== TASK STATEMENT ==
Each entry should be repeated exactly. Its pictures should not be.
▬▬▬
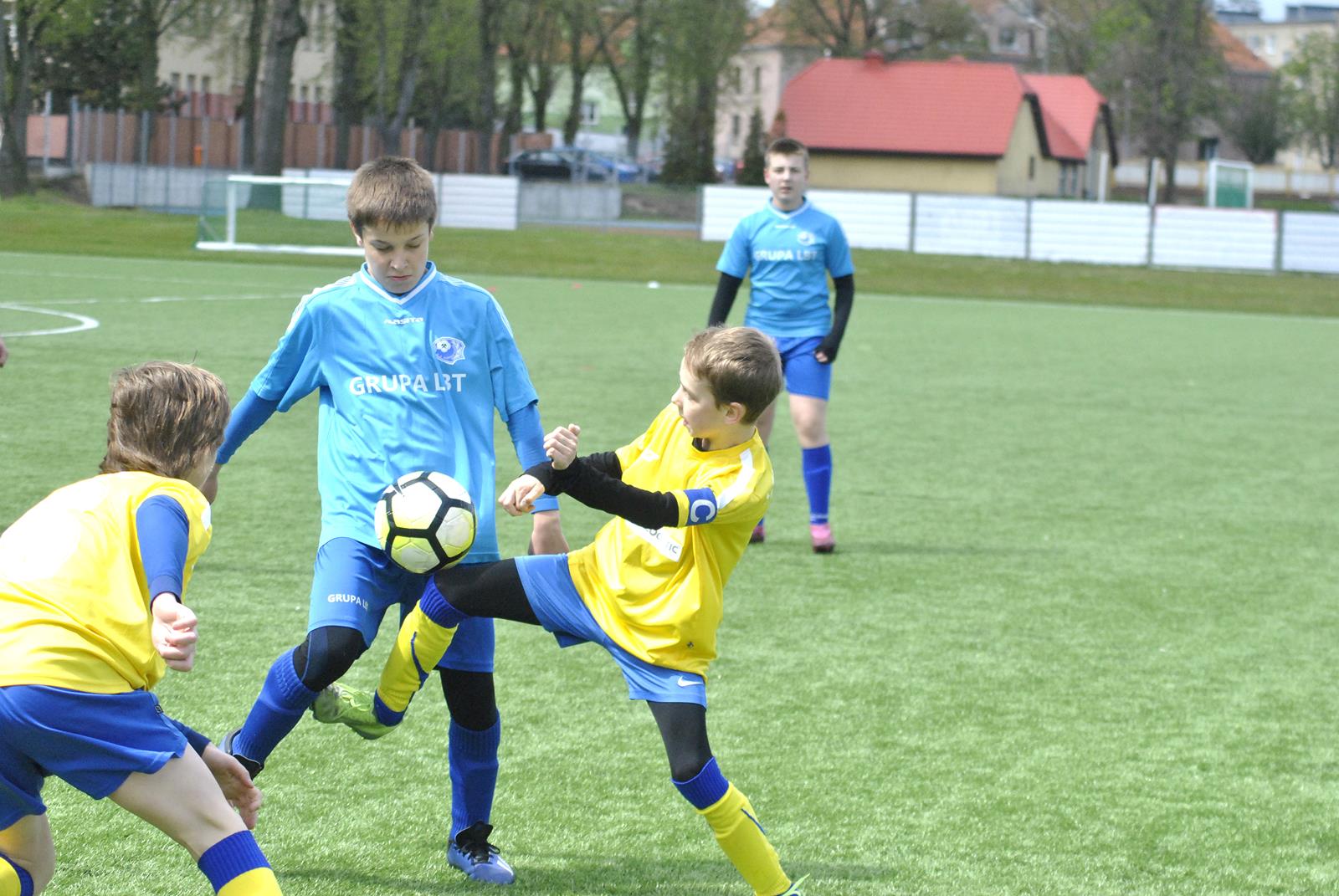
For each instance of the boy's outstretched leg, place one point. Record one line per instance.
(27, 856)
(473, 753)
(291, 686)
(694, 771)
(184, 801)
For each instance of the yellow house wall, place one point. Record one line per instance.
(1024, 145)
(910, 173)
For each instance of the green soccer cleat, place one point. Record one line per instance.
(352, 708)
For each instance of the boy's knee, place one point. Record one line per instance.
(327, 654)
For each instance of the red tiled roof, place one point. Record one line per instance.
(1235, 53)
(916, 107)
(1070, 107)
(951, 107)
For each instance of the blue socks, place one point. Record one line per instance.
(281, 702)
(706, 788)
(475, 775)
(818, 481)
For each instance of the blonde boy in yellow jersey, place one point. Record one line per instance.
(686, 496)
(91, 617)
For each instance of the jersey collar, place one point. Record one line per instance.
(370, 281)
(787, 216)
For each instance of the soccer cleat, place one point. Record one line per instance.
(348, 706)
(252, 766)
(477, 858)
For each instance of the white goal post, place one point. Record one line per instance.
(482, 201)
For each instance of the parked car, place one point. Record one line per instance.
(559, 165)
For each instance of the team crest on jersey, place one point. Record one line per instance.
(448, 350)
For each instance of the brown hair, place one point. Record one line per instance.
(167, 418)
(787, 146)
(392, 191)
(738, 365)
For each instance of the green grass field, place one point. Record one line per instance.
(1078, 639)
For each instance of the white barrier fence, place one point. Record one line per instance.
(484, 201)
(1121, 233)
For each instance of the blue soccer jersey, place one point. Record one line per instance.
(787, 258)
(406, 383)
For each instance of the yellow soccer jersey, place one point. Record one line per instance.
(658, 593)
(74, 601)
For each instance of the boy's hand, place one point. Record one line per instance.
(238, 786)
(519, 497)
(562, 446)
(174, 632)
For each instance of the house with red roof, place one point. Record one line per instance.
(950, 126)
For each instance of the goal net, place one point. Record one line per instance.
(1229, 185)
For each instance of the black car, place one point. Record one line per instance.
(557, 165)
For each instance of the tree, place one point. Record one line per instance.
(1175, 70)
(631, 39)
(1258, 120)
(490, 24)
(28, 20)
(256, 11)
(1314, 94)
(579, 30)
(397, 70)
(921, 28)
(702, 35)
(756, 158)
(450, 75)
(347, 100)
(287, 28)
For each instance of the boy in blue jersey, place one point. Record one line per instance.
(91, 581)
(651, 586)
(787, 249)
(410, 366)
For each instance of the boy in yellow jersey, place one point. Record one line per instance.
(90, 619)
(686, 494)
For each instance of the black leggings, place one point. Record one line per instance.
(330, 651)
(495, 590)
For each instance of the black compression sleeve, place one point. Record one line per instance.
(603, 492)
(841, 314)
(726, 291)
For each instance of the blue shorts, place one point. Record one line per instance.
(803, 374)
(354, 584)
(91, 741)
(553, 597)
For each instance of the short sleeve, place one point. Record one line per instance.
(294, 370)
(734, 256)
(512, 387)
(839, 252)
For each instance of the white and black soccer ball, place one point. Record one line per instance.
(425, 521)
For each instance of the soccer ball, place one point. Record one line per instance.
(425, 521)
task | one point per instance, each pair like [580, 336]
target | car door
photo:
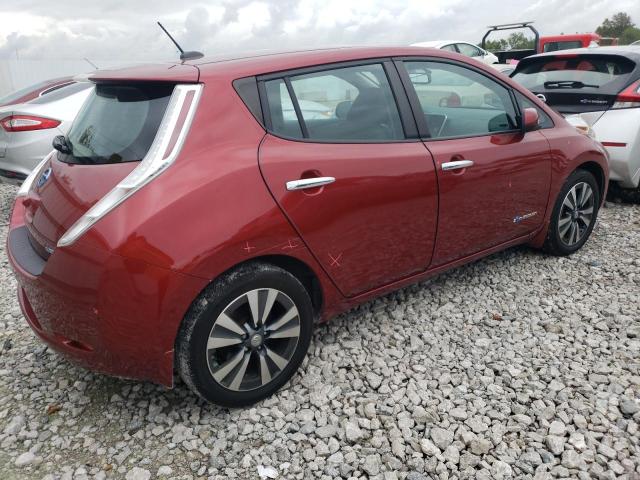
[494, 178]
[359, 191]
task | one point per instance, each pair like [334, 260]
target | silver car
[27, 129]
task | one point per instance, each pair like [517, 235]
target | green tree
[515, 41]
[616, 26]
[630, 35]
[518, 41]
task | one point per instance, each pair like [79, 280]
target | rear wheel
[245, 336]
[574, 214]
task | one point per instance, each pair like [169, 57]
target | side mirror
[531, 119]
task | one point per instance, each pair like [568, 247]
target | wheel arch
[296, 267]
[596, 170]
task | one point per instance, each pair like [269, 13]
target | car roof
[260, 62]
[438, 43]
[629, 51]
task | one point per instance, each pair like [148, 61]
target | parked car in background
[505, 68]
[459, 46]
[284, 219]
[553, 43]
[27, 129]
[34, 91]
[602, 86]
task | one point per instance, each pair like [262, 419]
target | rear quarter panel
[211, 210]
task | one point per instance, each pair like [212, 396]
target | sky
▬▬▬
== ANSWER TO THIS PROBLEM ==
For each instance of the boy's outstretched leg, place one point. Record one line per instance.
(27, 856)
(473, 753)
(291, 686)
(694, 771)
(184, 801)
For each instance of the yellow house wall, place one point. Record one line per instance.
(1024, 145)
(910, 173)
For each instance of the green soccer cleat, place one point. Record one line per instance.
(352, 708)
For each instance of the boy's knee, place one point. Record one line per instance.
(327, 654)
For each instance of the red tiled roof, place one point. Record one line per instance.
(1235, 53)
(916, 107)
(1070, 107)
(951, 107)
For each instance of the blue socks, place one point. Record one line per instance.
(281, 702)
(706, 788)
(475, 775)
(818, 481)
For each instance of the blonde boy in yellow jersey, place one point. Record one line per instance.
(686, 496)
(91, 617)
For each instance of the jersey collar, place one point. Record one line per instance.
(370, 281)
(787, 216)
For each instance of the soccer cleat, place one point. Record one line per instance.
(348, 706)
(252, 766)
(477, 858)
For each instance of the white goal post, place one point. Record one line per instance.
(482, 201)
For each instance of the parked car, place one point. Record one line per instance.
(559, 165)
For each instance of the team crest on jersey, place one point. Record one line per instance.
(448, 350)
For each instance of the brown hair, place one point. Record one line per instance.
(167, 418)
(787, 146)
(392, 191)
(738, 365)
For each instance of the green grass field, place one point. Record one line per instance.
(1078, 639)
For each instance of the white barrier fence, place one point. Record one line per instance.
(484, 201)
(1121, 233)
For each instance of the blue soccer jersey, place one point. Record one line per instance.
(787, 258)
(406, 383)
For each instance of the yellow soccer jersey, place one point. Record one line per instance.
(658, 593)
(74, 601)
For each instance of the boy's hand, place one point. Record one line per instance.
(238, 786)
(519, 497)
(562, 446)
(174, 632)
For each instance of the house with red roof, place one point. Record one line per instance.
(950, 126)
For each instance of the goal net, place one point. Record one line per instance.
(1229, 185)
For each instance of the black car, place one point. Record one line per instance.
(557, 165)
For each instance of the tree, place one point. Record one line per instance.
(1175, 70)
(631, 39)
(1258, 120)
(490, 24)
(28, 20)
(256, 11)
(1314, 94)
(579, 30)
(397, 70)
(921, 28)
(702, 35)
(756, 158)
(450, 75)
(347, 100)
(287, 28)
For each instance of the boy in blue jersey, place one point. Record one line per instance.
(91, 581)
(651, 586)
(787, 249)
(410, 366)
For each instance of the boy in yellow jersey, place one point. Record one line per instance.
(90, 619)
(686, 494)
For each instance of the black leggings, place one point. Record one line per instance.
(330, 651)
(495, 590)
For each instance of the black compression sleeve, place one point. Record one line per instance.
(603, 492)
(841, 314)
(726, 291)
For each instance of the blue shorts, place one point. Record one line per instance.
(803, 374)
(354, 584)
(91, 741)
(553, 597)
For each instance of the short sleeve, place one point. Record one line per instance.
(294, 370)
(734, 256)
(512, 387)
(839, 252)
For each instance of the white and black soccer ball, place one point. Record one line per instance.
(425, 521)
For each instance of the soccer ball, place one point. Record one line per instance.
(425, 521)
task | one point per instance, each pair like [580, 336]
target | car door
photo:
[494, 178]
[359, 191]
task | one point per instance, each pair like [334, 260]
target | silver car
[27, 129]
task | one point per instance, each pair like [517, 235]
target | green tree
[515, 41]
[616, 26]
[630, 35]
[518, 41]
task | one point per instance, each pair like [79, 280]
target | rear wheel
[245, 336]
[574, 214]
task | one point per instance, each pair like [169, 57]
target | side mirror
[531, 119]
task | one point per instance, each pair like [568, 247]
target | wheel arch
[296, 267]
[596, 170]
task | one point per instance, each pair like [269, 13]
target | car roof
[260, 62]
[438, 43]
[629, 51]
task | one point per instance, each pair like [148, 61]
target | parked car in background
[505, 68]
[459, 46]
[284, 219]
[553, 43]
[27, 129]
[34, 91]
[602, 86]
task | one point per instance, each pair like [262, 419]
target | rear quarter panel
[211, 210]
task | one point per instance, each pair like [212, 396]
target | sky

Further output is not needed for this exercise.